### AVAILABLE DATA ###

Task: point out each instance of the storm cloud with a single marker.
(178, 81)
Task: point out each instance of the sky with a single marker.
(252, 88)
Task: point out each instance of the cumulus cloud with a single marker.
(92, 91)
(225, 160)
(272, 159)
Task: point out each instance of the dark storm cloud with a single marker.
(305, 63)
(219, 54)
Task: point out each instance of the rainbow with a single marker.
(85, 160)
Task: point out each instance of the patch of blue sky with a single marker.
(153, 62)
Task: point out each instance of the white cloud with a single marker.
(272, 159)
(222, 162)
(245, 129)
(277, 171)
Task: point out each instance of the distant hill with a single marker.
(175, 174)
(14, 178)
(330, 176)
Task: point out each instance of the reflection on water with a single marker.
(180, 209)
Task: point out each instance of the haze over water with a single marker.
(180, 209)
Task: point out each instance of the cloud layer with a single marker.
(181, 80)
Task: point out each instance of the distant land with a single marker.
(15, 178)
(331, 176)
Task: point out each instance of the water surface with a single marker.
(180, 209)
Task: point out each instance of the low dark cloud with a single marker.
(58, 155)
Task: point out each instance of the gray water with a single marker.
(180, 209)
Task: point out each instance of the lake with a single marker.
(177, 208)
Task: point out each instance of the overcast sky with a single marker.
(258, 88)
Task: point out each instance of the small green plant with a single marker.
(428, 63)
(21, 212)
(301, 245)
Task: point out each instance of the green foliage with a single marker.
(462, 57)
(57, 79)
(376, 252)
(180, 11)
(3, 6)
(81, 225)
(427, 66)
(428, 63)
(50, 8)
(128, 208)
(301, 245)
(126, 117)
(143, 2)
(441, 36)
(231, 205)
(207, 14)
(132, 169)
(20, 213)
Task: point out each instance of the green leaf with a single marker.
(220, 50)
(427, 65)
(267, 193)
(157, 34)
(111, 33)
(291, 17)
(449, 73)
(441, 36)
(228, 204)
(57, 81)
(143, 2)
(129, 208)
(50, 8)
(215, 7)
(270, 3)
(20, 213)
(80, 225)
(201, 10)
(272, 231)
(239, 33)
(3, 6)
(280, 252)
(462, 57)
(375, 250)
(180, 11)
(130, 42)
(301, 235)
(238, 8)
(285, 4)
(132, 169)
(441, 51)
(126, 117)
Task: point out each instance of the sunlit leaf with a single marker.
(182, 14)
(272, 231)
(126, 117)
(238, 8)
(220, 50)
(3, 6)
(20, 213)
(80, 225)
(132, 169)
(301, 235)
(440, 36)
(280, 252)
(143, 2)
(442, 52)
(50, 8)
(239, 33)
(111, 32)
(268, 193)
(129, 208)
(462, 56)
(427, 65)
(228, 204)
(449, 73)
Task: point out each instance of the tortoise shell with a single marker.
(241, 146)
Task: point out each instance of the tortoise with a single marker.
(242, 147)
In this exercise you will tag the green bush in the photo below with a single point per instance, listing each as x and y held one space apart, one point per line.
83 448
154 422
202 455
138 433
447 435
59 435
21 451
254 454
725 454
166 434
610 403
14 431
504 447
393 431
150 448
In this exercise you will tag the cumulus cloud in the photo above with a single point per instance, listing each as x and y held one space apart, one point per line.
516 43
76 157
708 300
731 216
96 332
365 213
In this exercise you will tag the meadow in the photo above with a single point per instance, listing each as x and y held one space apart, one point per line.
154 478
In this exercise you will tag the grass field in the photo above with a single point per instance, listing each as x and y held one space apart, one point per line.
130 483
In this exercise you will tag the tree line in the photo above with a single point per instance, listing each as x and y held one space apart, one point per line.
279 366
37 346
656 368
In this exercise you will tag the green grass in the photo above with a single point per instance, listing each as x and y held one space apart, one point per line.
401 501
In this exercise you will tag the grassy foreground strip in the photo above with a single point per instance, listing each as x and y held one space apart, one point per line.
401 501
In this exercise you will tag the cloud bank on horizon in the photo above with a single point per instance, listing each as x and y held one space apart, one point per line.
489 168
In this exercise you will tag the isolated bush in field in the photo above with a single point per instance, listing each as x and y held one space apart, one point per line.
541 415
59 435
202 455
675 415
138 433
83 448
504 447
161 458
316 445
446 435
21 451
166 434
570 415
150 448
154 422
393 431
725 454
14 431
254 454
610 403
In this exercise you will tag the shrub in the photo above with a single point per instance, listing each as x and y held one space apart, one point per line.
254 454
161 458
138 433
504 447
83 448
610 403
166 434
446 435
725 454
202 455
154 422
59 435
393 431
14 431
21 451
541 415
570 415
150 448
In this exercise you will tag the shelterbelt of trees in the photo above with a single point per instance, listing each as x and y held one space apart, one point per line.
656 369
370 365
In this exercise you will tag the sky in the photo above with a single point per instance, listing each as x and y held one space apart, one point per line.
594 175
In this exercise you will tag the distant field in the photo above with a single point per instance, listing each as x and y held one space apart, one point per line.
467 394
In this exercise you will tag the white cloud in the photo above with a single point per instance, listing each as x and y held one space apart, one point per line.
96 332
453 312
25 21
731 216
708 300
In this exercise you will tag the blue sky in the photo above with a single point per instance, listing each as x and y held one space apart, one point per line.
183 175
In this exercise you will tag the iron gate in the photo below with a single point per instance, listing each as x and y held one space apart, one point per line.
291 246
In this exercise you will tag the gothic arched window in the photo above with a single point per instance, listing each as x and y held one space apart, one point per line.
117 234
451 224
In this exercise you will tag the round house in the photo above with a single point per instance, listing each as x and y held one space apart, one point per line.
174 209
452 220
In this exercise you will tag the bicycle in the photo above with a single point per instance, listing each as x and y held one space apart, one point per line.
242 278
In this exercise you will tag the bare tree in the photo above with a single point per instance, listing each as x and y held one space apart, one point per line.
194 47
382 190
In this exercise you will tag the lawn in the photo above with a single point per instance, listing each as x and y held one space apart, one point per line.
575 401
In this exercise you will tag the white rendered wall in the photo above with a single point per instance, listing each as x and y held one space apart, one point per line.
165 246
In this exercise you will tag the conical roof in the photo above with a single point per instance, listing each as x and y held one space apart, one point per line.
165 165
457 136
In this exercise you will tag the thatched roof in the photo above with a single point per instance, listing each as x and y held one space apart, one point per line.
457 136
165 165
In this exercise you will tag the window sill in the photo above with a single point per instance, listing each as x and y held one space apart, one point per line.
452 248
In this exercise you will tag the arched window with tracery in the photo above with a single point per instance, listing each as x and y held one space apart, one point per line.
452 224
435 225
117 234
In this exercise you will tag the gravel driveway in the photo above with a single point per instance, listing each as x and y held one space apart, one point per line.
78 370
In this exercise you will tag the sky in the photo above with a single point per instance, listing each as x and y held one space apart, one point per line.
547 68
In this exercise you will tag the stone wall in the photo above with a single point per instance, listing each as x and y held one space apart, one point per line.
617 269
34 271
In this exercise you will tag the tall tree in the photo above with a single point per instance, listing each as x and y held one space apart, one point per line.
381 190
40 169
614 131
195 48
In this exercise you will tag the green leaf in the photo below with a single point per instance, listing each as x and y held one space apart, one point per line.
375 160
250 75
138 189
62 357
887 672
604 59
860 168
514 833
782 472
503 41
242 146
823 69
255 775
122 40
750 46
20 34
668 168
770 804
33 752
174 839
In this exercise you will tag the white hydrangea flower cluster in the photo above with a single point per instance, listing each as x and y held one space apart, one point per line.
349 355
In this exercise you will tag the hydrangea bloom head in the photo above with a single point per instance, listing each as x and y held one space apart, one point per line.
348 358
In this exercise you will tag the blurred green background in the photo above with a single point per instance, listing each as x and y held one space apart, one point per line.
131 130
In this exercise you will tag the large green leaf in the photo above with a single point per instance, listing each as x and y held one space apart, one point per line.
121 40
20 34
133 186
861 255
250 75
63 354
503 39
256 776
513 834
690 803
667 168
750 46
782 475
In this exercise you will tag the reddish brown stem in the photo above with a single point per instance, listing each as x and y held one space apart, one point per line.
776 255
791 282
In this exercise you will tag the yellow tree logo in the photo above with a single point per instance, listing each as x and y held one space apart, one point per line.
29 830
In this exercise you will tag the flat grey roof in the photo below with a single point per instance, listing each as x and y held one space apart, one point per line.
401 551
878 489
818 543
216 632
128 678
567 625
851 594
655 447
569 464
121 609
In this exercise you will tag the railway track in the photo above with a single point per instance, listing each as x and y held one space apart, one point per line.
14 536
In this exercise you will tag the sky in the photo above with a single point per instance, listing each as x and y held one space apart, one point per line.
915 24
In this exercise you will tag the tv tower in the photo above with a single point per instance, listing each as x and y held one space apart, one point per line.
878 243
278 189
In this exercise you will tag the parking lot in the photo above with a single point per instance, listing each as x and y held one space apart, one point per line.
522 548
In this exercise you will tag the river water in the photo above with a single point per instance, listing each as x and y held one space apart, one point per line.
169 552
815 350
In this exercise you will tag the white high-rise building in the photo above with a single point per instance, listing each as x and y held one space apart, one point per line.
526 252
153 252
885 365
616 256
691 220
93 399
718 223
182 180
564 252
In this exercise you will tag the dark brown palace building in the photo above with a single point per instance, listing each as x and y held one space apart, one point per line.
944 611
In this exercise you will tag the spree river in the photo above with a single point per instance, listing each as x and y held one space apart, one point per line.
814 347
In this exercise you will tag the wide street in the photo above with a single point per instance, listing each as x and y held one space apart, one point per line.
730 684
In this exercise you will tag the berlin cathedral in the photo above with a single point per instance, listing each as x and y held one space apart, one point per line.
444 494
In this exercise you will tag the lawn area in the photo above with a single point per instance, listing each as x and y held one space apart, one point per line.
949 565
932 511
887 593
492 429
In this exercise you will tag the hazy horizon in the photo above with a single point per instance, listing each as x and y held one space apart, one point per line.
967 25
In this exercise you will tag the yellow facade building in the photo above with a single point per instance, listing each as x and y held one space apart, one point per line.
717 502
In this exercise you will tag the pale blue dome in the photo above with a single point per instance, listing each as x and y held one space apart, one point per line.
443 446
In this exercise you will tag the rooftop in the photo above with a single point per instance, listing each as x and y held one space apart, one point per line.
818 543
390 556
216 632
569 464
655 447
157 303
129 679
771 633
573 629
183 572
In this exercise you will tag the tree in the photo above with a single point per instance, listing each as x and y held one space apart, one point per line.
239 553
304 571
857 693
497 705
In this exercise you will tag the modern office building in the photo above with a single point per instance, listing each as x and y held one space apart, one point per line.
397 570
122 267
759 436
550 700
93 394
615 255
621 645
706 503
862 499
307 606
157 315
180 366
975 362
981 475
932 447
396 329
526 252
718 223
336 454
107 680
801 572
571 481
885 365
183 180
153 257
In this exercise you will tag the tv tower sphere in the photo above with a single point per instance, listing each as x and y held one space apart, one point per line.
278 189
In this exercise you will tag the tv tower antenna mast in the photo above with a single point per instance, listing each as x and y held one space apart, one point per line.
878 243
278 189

###

**PROMPT:** Your answer must be the line with "In this exercise you will tag the tree in" and all lines after it through the final line of the entries, copied exactly and with nothing added.

**YOUR RESPONSE:**
In this exercise you will tag the tree in the photo above with a single point per instance, listing each as x and y held one space apart, one point per line.
239 553
304 571
857 693
497 705
In this exercise you will tag the modern office building in the photo above with a single point per instance, listing each as x and y held one space apart, one point per line.
397 570
122 267
759 436
550 700
93 394
615 255
621 645
706 503
862 499
307 606
157 315
180 366
975 362
981 475
932 447
396 329
526 252
718 223
336 454
107 680
801 572
571 481
885 365
183 180
153 257
In this exercise you will tag the tv tower sphere in the photo above with a single point per instance, listing each as x and y held one space apart, one point per line.
278 189
In this exercise you will tag the tv tower antenna mast in the photo above with a single point per instance, listing each as x and y held one space apart, one point per line.
878 243
278 189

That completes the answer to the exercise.